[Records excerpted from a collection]
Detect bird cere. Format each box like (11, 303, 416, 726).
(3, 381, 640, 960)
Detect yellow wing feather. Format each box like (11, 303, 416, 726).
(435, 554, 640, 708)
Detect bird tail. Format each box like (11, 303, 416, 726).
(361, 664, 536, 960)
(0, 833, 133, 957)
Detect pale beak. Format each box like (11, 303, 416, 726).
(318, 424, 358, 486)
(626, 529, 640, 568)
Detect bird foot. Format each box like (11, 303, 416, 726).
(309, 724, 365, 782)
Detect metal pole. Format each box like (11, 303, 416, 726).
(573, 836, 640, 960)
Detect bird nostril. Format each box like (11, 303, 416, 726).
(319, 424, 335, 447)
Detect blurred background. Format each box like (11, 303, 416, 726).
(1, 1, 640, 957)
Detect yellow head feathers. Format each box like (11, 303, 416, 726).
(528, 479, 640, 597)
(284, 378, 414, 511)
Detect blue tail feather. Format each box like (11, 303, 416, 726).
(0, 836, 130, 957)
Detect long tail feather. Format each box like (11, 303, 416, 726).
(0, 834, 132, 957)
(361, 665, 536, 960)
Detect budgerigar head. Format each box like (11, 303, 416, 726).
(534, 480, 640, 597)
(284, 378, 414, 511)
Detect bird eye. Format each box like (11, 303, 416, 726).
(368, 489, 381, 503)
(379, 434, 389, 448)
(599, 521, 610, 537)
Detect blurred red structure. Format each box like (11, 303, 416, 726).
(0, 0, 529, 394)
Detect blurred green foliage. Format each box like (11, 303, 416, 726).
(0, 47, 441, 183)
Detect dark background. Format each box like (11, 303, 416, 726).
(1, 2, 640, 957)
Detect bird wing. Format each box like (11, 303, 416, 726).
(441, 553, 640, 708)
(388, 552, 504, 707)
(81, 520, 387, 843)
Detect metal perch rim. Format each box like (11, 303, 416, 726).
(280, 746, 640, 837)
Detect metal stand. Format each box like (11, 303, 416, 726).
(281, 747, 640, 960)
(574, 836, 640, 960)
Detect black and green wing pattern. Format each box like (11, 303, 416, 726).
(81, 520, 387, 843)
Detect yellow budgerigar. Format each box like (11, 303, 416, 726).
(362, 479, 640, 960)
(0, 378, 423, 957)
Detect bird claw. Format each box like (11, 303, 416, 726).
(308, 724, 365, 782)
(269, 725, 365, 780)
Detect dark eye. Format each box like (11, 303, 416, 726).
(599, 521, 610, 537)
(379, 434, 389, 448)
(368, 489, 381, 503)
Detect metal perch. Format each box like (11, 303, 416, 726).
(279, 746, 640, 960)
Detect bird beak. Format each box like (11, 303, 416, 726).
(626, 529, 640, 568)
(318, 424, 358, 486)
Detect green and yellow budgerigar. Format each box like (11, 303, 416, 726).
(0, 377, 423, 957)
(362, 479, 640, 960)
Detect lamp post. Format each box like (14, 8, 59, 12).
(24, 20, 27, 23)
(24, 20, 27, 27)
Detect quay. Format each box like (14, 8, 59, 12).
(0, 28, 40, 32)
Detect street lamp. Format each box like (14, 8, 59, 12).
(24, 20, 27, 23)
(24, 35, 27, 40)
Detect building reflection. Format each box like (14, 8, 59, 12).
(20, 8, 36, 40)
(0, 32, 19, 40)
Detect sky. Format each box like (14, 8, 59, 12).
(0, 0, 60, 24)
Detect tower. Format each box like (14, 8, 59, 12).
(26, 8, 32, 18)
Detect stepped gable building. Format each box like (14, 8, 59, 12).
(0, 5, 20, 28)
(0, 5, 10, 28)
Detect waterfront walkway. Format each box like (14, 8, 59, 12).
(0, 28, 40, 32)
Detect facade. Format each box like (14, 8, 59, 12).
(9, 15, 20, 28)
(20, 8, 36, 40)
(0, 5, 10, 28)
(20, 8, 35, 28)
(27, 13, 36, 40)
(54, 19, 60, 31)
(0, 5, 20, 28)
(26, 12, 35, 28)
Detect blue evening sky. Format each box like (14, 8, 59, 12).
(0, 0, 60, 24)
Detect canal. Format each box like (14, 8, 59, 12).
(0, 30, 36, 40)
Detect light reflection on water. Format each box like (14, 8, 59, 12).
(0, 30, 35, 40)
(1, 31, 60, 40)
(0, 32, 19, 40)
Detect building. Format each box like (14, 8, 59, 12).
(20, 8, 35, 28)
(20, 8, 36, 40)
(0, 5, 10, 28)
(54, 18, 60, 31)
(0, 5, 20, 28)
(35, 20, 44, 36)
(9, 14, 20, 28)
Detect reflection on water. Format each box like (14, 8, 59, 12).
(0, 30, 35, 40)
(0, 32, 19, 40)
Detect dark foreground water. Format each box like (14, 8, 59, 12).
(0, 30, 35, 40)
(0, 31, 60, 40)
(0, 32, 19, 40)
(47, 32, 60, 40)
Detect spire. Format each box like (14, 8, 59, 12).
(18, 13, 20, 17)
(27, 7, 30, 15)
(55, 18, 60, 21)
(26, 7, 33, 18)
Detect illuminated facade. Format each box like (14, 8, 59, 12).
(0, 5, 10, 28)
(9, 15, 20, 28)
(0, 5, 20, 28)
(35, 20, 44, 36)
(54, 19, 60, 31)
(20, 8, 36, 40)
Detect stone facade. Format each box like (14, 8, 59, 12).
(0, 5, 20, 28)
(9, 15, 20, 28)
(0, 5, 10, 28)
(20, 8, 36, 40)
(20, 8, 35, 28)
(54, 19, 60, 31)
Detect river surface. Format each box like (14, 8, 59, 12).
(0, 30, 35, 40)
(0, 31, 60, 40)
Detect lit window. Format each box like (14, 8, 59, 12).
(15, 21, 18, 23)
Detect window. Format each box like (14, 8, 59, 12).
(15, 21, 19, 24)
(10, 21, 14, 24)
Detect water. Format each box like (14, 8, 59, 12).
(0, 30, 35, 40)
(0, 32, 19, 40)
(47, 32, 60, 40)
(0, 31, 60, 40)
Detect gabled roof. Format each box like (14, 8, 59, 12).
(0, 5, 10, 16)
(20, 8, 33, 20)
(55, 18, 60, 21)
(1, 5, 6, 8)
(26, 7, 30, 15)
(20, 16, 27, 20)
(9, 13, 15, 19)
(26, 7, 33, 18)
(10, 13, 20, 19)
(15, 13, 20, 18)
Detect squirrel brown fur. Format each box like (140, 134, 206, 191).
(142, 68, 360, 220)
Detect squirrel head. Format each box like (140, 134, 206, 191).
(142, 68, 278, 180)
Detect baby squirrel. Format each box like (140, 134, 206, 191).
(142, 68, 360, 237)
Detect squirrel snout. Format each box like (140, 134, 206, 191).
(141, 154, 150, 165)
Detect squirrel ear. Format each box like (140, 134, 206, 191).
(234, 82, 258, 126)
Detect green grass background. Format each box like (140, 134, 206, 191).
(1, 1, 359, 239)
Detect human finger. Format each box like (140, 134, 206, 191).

YOUR ASSIGNMENT: Output every record verbatim.

ANSWER TO THIS EXERCISE:
Detect bird cere. Format each box like (11, 303, 416, 726).
(3, 381, 640, 960)
Detect yellow wing feather. Format each box like (11, 303, 416, 726).
(435, 554, 640, 708)
Detect bird tail. Format each box like (11, 303, 416, 726).
(361, 664, 536, 960)
(0, 833, 133, 957)
Detect pale beak. Format each box like (11, 303, 416, 726).
(318, 424, 358, 486)
(626, 529, 640, 568)
Detect bird foot. Format each box like (11, 303, 416, 726).
(309, 724, 365, 782)
Detect metal pole. Format each box like (11, 303, 416, 726).
(573, 836, 640, 960)
Detect bird nostril. Format each box like (11, 303, 416, 726).
(319, 424, 335, 447)
Detect blurred background. Format each box like (11, 303, 416, 726).
(1, 1, 640, 957)
Detect yellow head feathers. Format each box like (11, 303, 416, 726).
(528, 479, 640, 597)
(284, 378, 414, 511)
Detect blue tail feather. Format each box like (11, 303, 416, 726).
(0, 836, 130, 957)
Detect long tail feather. Format each box like (11, 303, 416, 726).
(0, 834, 132, 957)
(361, 665, 536, 960)
Detect budgerigar head. Format each box like (11, 303, 416, 726).
(534, 480, 640, 597)
(284, 378, 414, 511)
Detect bird eye. Format each box like (11, 303, 416, 726).
(368, 489, 381, 503)
(379, 434, 389, 448)
(599, 521, 610, 537)
Detect blurred red structure. Format each box like (11, 303, 416, 726).
(0, 0, 529, 394)
Detect blurred green foliage. Format each box like (11, 303, 416, 726).
(0, 47, 441, 183)
Detect dark background. Format each box like (11, 303, 416, 726).
(1, 2, 640, 957)
Detect bird wing. Format each box like (11, 303, 416, 726).
(441, 553, 640, 708)
(388, 552, 504, 707)
(81, 520, 387, 843)
Detect metal perch rim. Format each box like (11, 303, 416, 726).
(280, 746, 640, 837)
Detect metal stand. Format each box like (11, 303, 416, 726).
(281, 747, 640, 960)
(574, 836, 640, 960)
Detect black and green wing pattern. Format each box like (11, 303, 416, 726).
(81, 520, 387, 843)
Detect yellow budgerigar. Format each box like (11, 303, 416, 726).
(362, 479, 640, 960)
(0, 378, 423, 957)
Detect bird claw. Format each box like (11, 303, 416, 726).
(308, 724, 365, 782)
(269, 725, 365, 780)
Detect dark eye. Format each box like (11, 303, 416, 726).
(599, 521, 610, 537)
(379, 434, 389, 448)
(368, 489, 381, 503)
Detect metal perch. Format each box like (11, 303, 416, 726).
(279, 746, 640, 960)
Detect bird beak. Format each box like (11, 303, 416, 726).
(626, 529, 640, 568)
(318, 424, 358, 486)
Detect green and yellow budgerigar. Format each box like (11, 303, 416, 726).
(0, 377, 423, 957)
(362, 479, 640, 960)
Detect lamp post. Format each box like (14, 8, 59, 12).
(24, 20, 27, 23)
(24, 20, 27, 27)
Detect quay. Format each box like (14, 8, 59, 12).
(0, 28, 40, 32)
Detect street lamp. Format each box like (14, 8, 59, 12).
(24, 20, 27, 23)
(24, 35, 27, 40)
Detect building reflection. Format each box like (14, 8, 59, 12).
(20, 8, 36, 40)
(0, 32, 19, 40)
Detect sky. Format each box like (14, 8, 59, 12).
(0, 0, 60, 24)
Detect tower. Format each box like (14, 8, 59, 12).
(26, 8, 32, 18)
Detect stepped gable building. Format each box like (14, 8, 59, 12).
(0, 5, 20, 28)
(0, 5, 10, 28)
Detect waterfront walkway. Format each box like (14, 8, 59, 12).
(0, 28, 40, 32)
Detect facade. Format each box like (14, 8, 59, 12).
(9, 15, 20, 28)
(20, 8, 36, 40)
(0, 5, 10, 28)
(20, 8, 35, 28)
(27, 13, 36, 40)
(54, 19, 60, 31)
(0, 5, 20, 28)
(26, 12, 35, 28)
Detect blue evening sky. Format each box like (14, 8, 59, 12).
(0, 0, 60, 24)
Detect canal. Format each box like (14, 8, 59, 12).
(0, 30, 36, 40)
Detect light reflection on water. Format each box like (14, 8, 59, 12).
(0, 30, 35, 40)
(1, 31, 60, 40)
(0, 32, 19, 40)
Detect building. Format each box like (14, 8, 59, 12).
(20, 8, 35, 28)
(20, 8, 36, 40)
(0, 5, 10, 28)
(54, 18, 60, 31)
(0, 5, 20, 28)
(35, 20, 44, 36)
(9, 14, 20, 28)
Detect reflection on water. Format each box like (14, 8, 59, 12).
(0, 30, 35, 40)
(0, 32, 19, 40)
Detect dark foreground water. Format each box like (14, 8, 59, 12).
(0, 30, 35, 40)
(0, 31, 60, 40)
(0, 32, 19, 40)
(47, 32, 60, 40)
Detect spire. Format each box like (14, 8, 59, 12).
(18, 13, 20, 17)
(27, 7, 30, 15)
(55, 18, 60, 21)
(26, 7, 33, 18)
Detect illuminated facade. Format each box like (14, 8, 59, 12).
(0, 5, 10, 28)
(9, 15, 20, 28)
(0, 5, 20, 28)
(35, 20, 44, 36)
(54, 19, 60, 31)
(20, 8, 36, 40)
Detect stone facade. Format each box like (14, 8, 59, 12).
(0, 5, 20, 28)
(9, 15, 20, 28)
(0, 5, 10, 28)
(20, 8, 36, 40)
(20, 8, 35, 28)
(54, 19, 60, 31)
Detect river surface. Format each box like (14, 8, 59, 12).
(0, 30, 35, 40)
(0, 31, 60, 40)
Detect lit window. Format each box like (14, 8, 59, 12).
(15, 21, 18, 23)
Detect window. Format each box like (14, 8, 59, 12).
(15, 21, 19, 24)
(10, 21, 14, 24)
Detect water. Format each box like (14, 8, 59, 12).
(0, 30, 35, 40)
(0, 32, 19, 40)
(47, 32, 60, 40)
(0, 31, 60, 40)
Detect gabled roof. Format each box like (14, 8, 59, 12).
(0, 5, 10, 16)
(20, 8, 33, 20)
(55, 18, 60, 21)
(1, 5, 6, 8)
(26, 7, 30, 15)
(20, 16, 27, 20)
(9, 13, 15, 19)
(26, 7, 33, 18)
(10, 13, 20, 19)
(15, 13, 20, 18)
Detect squirrel brown fur. Format each box like (140, 134, 206, 191).
(142, 68, 360, 220)
Detect squirrel head. Format each box like (140, 134, 206, 191).
(142, 68, 278, 180)
Detect baby squirrel. Format each box like (140, 134, 206, 191).
(142, 68, 360, 237)
Detect squirrel snout. Format each box like (140, 134, 206, 191).
(141, 154, 150, 165)
Detect squirrel ear. Format each box like (140, 134, 206, 191).
(234, 82, 258, 126)
Detect green grass background. Format each box like (140, 134, 206, 191).
(1, 1, 359, 239)
Detect human finger. Format each box like (140, 134, 206, 191).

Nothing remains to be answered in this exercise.